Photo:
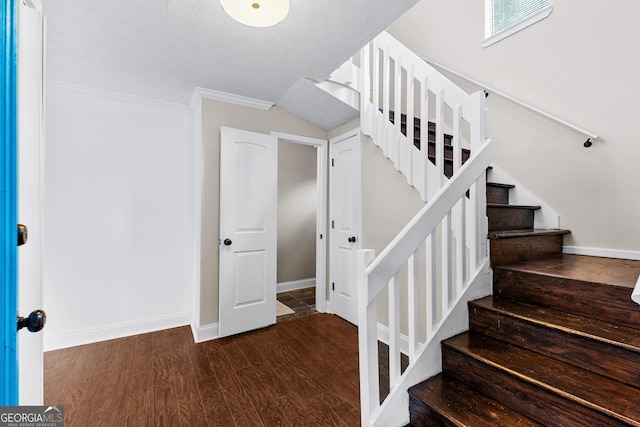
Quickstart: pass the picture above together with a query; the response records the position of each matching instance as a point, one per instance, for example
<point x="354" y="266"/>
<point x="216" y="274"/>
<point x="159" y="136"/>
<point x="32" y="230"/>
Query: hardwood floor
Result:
<point x="301" y="301"/>
<point x="295" y="373"/>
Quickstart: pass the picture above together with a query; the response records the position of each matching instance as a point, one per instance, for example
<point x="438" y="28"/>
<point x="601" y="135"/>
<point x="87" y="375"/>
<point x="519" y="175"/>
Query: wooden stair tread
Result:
<point x="504" y="206"/>
<point x="599" y="393"/>
<point x="498" y="184"/>
<point x="585" y="327"/>
<point x="510" y="234"/>
<point x="608" y="271"/>
<point x="463" y="406"/>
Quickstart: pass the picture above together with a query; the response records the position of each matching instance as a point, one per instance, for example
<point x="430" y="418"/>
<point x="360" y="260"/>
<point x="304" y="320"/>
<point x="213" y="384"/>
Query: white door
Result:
<point x="345" y="223"/>
<point x="248" y="236"/>
<point x="30" y="195"/>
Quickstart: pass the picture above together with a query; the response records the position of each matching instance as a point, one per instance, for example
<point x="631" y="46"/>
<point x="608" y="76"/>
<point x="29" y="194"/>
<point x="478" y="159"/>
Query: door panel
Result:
<point x="248" y="222"/>
<point x="345" y="232"/>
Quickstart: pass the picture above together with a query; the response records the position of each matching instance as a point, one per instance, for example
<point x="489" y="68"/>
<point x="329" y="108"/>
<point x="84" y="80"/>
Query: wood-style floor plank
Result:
<point x="298" y="372"/>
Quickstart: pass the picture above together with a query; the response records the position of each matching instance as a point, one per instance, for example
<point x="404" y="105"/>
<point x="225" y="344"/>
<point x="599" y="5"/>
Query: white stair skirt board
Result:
<point x="121" y="330"/>
<point x="296" y="284"/>
<point x="282" y="309"/>
<point x="604" y="253"/>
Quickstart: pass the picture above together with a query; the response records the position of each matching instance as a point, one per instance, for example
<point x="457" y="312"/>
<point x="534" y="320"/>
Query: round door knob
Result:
<point x="35" y="322"/>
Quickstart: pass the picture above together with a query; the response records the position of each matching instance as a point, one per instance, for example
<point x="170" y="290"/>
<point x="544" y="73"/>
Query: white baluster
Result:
<point x="408" y="148"/>
<point x="384" y="124"/>
<point x="424" y="136"/>
<point x="414" y="305"/>
<point x="440" y="136"/>
<point x="446" y="260"/>
<point x="394" y="330"/>
<point x="367" y="341"/>
<point x="430" y="282"/>
<point x="365" y="90"/>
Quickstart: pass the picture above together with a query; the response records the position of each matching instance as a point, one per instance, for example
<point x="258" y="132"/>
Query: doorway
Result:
<point x="320" y="232"/>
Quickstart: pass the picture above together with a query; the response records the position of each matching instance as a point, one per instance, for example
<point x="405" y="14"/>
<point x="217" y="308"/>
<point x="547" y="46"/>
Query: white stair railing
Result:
<point x="446" y="240"/>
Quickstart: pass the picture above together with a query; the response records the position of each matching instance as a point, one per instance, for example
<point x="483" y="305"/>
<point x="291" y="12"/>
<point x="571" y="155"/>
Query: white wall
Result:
<point x="118" y="216"/>
<point x="580" y="64"/>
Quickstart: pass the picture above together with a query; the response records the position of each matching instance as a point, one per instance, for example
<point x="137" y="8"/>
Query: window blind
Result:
<point x="505" y="13"/>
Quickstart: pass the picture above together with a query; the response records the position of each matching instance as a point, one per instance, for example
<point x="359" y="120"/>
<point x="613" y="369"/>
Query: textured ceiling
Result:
<point x="162" y="49"/>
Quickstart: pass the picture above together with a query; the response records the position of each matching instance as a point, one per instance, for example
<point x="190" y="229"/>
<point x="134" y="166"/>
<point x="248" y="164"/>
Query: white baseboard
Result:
<point x="205" y="333"/>
<point x="88" y="336"/>
<point x="383" y="335"/>
<point x="296" y="284"/>
<point x="606" y="253"/>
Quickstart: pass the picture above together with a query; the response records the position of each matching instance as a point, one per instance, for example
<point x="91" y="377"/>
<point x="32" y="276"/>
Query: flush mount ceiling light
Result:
<point x="256" y="13"/>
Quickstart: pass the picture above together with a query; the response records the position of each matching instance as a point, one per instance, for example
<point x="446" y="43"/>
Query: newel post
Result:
<point x="367" y="340"/>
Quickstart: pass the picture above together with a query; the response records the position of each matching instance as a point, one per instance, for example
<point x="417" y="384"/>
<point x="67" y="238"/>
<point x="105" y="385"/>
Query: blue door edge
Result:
<point x="8" y="205"/>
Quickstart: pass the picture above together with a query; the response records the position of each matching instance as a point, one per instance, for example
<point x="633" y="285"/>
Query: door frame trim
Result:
<point x="321" y="216"/>
<point x="354" y="132"/>
<point x="9" y="211"/>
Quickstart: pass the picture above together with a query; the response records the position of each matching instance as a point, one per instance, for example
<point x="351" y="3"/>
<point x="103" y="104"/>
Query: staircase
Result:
<point x="558" y="343"/>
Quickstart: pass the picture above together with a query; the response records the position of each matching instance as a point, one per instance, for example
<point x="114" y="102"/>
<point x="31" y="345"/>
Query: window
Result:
<point x="505" y="17"/>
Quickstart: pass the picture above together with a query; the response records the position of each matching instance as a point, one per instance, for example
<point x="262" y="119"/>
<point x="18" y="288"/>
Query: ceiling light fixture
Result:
<point x="256" y="13"/>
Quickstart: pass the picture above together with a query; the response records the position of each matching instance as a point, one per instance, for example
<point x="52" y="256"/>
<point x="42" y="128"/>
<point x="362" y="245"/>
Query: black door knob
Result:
<point x="35" y="322"/>
<point x="22" y="234"/>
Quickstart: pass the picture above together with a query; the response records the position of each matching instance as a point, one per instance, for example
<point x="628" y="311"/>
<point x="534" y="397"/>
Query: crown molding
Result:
<point x="200" y="93"/>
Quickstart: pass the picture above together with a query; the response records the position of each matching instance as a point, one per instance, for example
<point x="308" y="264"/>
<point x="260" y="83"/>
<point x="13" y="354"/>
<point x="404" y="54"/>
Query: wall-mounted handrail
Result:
<point x="588" y="134"/>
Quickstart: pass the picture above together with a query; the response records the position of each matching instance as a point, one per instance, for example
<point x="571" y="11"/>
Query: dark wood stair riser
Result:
<point x="525" y="397"/>
<point x="497" y="194"/>
<point x="452" y="403"/>
<point x="597" y="356"/>
<point x="608" y="303"/>
<point x="422" y="415"/>
<point x="518" y="249"/>
<point x="510" y="218"/>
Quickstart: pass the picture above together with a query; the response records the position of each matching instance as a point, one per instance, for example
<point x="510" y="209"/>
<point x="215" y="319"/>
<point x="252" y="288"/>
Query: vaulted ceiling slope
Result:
<point x="163" y="49"/>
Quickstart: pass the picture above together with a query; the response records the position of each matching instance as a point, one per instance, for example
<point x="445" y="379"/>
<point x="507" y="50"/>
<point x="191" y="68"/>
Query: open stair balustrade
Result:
<point x="441" y="255"/>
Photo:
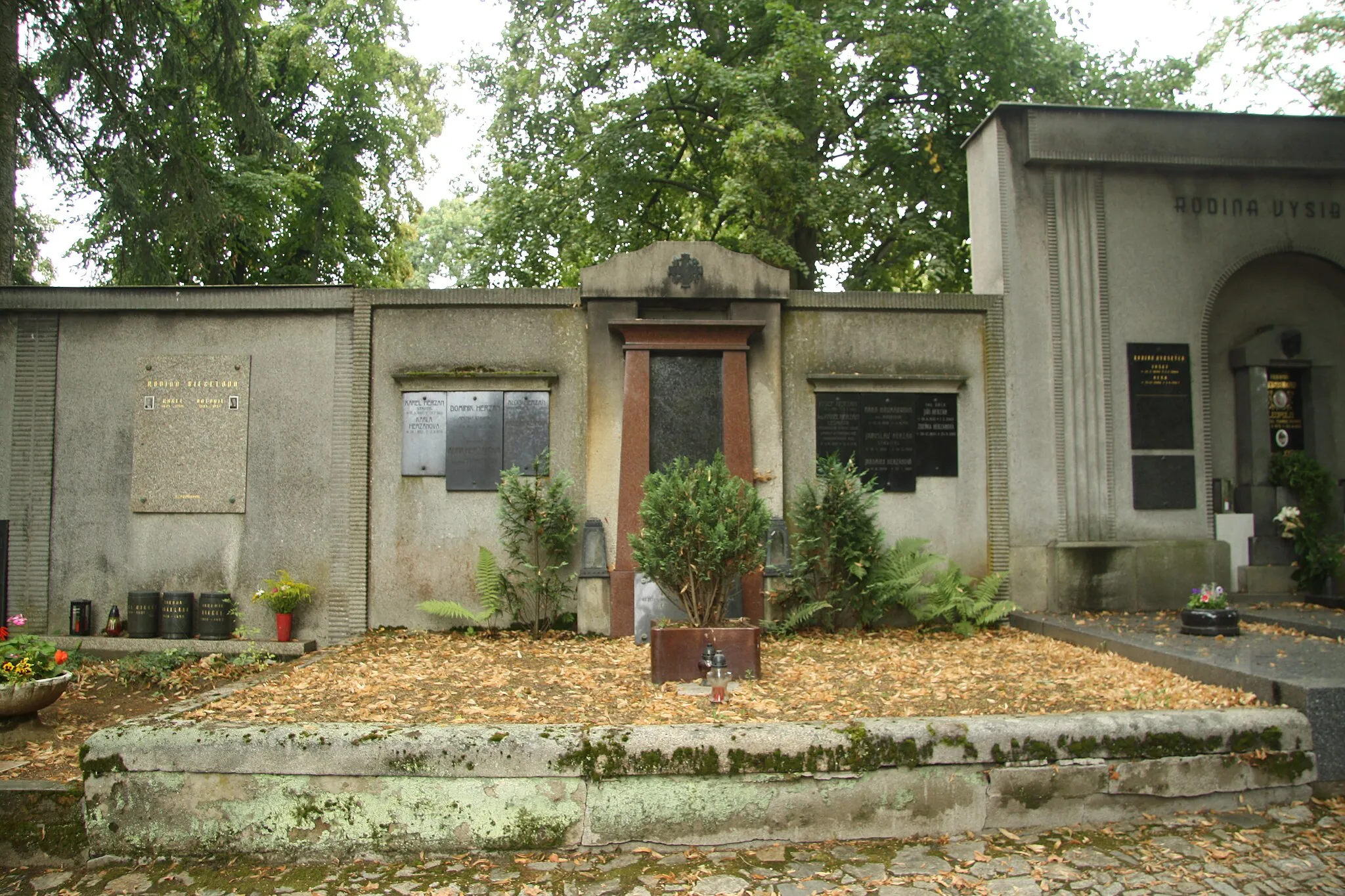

::::

**WHAT TO DO:** Give the number of lines in the listing above that contain the string "floor". Reply with the number only.

**RESULT OF THIS TASK:** 2